Please lay out the data as a two-column CSV headed "instruction" and "response", using only the lines from the one holding "of the reflection" through the end of the data, inclusive. Each row should pair a piece of text with the answer that follows it, each in a single quoted field, with line breaks replaced by spaces.

— start Supplied material —

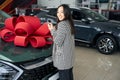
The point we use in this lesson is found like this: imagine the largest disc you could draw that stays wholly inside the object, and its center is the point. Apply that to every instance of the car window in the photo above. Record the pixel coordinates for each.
(94, 15)
(77, 15)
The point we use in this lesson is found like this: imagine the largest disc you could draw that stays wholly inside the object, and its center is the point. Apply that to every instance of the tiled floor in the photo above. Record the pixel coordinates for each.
(92, 65)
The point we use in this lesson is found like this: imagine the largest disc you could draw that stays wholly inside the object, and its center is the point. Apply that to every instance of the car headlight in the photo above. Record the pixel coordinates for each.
(9, 71)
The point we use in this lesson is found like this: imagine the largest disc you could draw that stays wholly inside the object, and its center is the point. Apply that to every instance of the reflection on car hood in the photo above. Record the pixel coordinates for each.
(9, 52)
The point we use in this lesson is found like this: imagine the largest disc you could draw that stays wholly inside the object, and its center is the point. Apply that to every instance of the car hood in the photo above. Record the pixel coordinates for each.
(9, 52)
(107, 24)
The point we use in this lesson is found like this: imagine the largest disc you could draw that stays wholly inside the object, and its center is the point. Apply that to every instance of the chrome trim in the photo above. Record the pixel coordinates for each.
(39, 64)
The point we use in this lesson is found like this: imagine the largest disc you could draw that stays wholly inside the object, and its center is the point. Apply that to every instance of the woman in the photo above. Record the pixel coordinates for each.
(63, 47)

— end Supplied material —

Completed exercise »
instruction,response
"The point we use in this lesson is found like this: imagine the largest disc you could draw that stays wholly inside the object, and its center is the point. Apply that to every instance of the reflection on car hood in the photo above. Record the pixel coordinates for each.","(9, 52)"
"The point we use in this lesson is found like this: imagine the largest disc you could draw that stays wholly inside the object, and its center is the point. Apply that to every instance of the car hood in the photo above. Record the pixel coordinates for each.","(9, 52) (107, 24)"
"The point we use in this lesson is found like this: imagine the largest disc you could draw that stays wholly inside the object, and its center is the point. Apply that to every instance of the chrome trim in the photo above. Record the pixel coordinates for each.","(39, 64)"
"The point we use in this lesson is found like this: imagine the largest disc you could draw that stays wholly inside the object, and its center is the point. Apply that to every instance of the woman in the photo above. Record the pixel coordinates for each.","(63, 47)"